(Referring expression data)
· · · · · · ·

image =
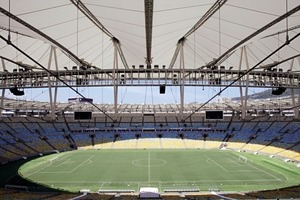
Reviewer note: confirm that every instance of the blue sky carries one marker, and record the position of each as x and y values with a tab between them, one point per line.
135	95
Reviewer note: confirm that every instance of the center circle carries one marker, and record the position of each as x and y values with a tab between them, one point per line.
148	163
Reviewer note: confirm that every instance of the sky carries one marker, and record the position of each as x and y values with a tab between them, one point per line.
135	95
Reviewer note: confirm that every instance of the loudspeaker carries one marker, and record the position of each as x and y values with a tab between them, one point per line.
213	114
82	115
162	89
278	91
16	91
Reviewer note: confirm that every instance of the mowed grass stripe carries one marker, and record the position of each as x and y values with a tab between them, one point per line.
133	168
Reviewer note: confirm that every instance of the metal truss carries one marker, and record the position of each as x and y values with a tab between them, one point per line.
90	77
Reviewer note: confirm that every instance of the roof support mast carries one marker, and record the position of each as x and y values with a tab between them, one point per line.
65	50
95	21
215	7
148	27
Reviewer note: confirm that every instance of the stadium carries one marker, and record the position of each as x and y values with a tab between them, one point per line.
134	99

· · · · · · ·

→ What needs to be done
What's needed is a word-for-word copy of the lines from the one holding "Reviewer note: confirm that every instance of the mowed" through the final line of the data.

→ Solution
Reviewer note: confirm that every instance of the mowed grass stripe carries one marker, and record the position of each as x and y values with a tab between them, one point per line.
133	168
Reviewer note: confirm that every instance of the metal truss carries one marker, and record the position of each as x and y values with a tab between them, one point per line.
90	77
Reviewer note: confirm that every instance of the roof support mast carries one marker, and record the position of each as x and y values with a tab between them, one point per line.
65	50
95	21
215	7
148	27
Reviewer note: confirm that every instance of the stadium carries one marker, and record the position of each as x and y values with a tab between them, one point per line.
134	99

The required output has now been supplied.